Text for analysis:
Why Jennifer Lawrence Gets Money When She Talks (But Hillary Is Vilified)

Hillary Clinton - March 15, 2016-West Palm Beach, Florida-Getty-H 2016
Mychal Watts/WireImage

Speech patterns and body language are among the ways in which men and women communicate power differently, and how far one ventures into the other gender’s territory can lead to advantageous — or disastrous — results.

After winning the Democratic primaries in five states March 15, Hillary Clinton delivered a victory speech that left some listeners cold. “Hillary shouting her speech,” tweeted Fox News host Howard Kurtz, “… a more conversational tone might be better for connecting with folks at home.”

Clinton’s take (“When women talk, some people think we’re shouting,” she said in October) reveals an important point about the differences in how men and women express power: It all goes back to expectations. “Every person has a range of acceptable behavior, and women get punished for the same behavior that men get rewarded for because it’s outside their [prescribed] range,” says Adam Galinsky, chair of the management division at the Columbia Business School. Some women use expectations to their advantage: “One of the things that accrues Jennifer Lawrence so much power is that she’s bubbly and exuberant. That allows her to ask for more money,” he says. “She recognizes that her persona gives her greater latitude.”

Dataset entries:

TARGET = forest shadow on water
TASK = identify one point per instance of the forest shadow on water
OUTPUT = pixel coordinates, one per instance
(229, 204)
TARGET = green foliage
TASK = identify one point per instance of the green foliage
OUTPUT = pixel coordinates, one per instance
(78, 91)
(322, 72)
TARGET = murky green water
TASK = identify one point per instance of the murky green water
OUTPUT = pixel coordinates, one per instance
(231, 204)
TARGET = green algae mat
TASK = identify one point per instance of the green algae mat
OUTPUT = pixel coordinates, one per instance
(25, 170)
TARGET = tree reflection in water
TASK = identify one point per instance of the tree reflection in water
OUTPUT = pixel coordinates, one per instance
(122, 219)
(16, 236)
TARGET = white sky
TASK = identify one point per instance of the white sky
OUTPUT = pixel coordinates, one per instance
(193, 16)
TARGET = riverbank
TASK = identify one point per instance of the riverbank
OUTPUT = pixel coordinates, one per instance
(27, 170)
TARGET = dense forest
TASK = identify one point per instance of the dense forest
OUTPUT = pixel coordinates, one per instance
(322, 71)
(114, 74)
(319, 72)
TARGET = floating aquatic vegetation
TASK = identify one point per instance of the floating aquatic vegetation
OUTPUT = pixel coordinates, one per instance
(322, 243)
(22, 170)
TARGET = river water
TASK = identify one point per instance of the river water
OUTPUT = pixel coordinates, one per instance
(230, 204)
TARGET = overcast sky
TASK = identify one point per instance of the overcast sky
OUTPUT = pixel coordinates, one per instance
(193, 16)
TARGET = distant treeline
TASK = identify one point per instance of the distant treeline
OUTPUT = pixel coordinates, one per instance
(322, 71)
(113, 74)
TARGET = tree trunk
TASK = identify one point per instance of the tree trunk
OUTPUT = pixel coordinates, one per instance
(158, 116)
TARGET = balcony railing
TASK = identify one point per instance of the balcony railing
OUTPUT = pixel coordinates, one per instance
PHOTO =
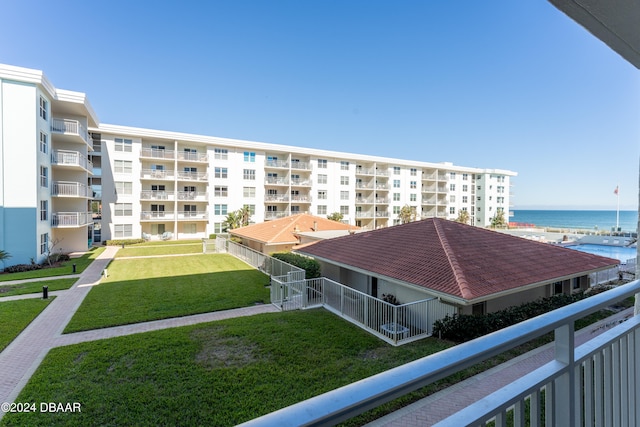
(71, 158)
(71, 127)
(70, 219)
(193, 195)
(193, 215)
(70, 189)
(157, 153)
(591, 384)
(156, 174)
(190, 156)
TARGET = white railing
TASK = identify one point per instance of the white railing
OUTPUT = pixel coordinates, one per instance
(71, 127)
(592, 384)
(157, 153)
(70, 189)
(70, 219)
(71, 158)
(192, 157)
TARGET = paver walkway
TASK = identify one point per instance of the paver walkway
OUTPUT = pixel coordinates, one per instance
(23, 355)
(440, 405)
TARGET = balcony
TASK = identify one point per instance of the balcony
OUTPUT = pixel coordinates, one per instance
(157, 174)
(156, 216)
(193, 216)
(72, 130)
(190, 156)
(70, 189)
(156, 153)
(276, 181)
(156, 195)
(70, 219)
(71, 159)
(198, 196)
(276, 164)
(192, 176)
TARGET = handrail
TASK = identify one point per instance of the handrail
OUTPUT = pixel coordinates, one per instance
(353, 399)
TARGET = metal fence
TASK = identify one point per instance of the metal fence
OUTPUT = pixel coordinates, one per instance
(395, 324)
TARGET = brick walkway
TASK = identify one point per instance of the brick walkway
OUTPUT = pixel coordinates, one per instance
(439, 406)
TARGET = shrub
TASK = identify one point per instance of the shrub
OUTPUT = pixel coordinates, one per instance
(464, 327)
(123, 242)
(309, 265)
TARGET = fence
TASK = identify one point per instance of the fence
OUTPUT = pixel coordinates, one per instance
(592, 384)
(395, 324)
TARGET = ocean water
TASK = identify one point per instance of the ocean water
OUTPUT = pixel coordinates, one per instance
(577, 219)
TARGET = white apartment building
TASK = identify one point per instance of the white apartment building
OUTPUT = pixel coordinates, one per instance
(67, 178)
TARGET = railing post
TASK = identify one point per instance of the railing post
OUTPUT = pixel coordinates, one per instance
(564, 393)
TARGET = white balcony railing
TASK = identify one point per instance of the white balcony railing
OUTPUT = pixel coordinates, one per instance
(71, 127)
(70, 219)
(71, 158)
(591, 384)
(157, 153)
(70, 189)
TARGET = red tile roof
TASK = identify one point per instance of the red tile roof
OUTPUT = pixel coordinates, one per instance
(282, 231)
(456, 259)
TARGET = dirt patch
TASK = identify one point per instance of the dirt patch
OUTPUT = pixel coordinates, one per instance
(218, 351)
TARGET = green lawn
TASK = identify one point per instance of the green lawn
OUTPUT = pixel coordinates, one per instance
(66, 268)
(16, 315)
(151, 250)
(221, 373)
(144, 289)
(35, 287)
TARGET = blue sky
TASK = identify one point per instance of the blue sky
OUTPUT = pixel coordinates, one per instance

Directions:
**A.** In the article on how men and women express power, who is identified as chair of the management division at the Columbia Business School?
**B.** Resume the article on how men and women express power, continuing directly after its last sentence.

Results for the exercise:
**A.** Adam Galinsky

**B.**
Smartly playing to one’s persona as a woman in the workplace can mean exuding warmth, says Linda Carli, visiting associate professor of psychology at Wellesley College. Leaning in the direction of people they’re talking to conveys likability, “which is more associated with influence [for women]. People expect women to smile.”

But the more male-dominated an environment, the more a lone female executive tends to assimilate leadership characteristics that are traditionally considered masculine, like strength and forcefulness. “If they have to negotiate with men, they will employ a more direct style,” says Sabrina Pasztor, assistant professor of clinical management communication at the USC Marshall School of Business. “They will come right out of the gate rather than setting the story up beforehand, which is a more feminine style of speech.”

Former Sony chair Amy Pascal’s idiosyncratic email style — peppered with sentence fragments, as revealed in the Sony hack — is an example of adopting masculine syntax, adds Pasztor. “I assume that based on her career trajectory and the culture in which she was embedded, she opted to use that type of speech intentionally,” she says. “If you need to operate in this masculine-dominant environment, you need to play that game in terms of the brusque, brief communication pattern.”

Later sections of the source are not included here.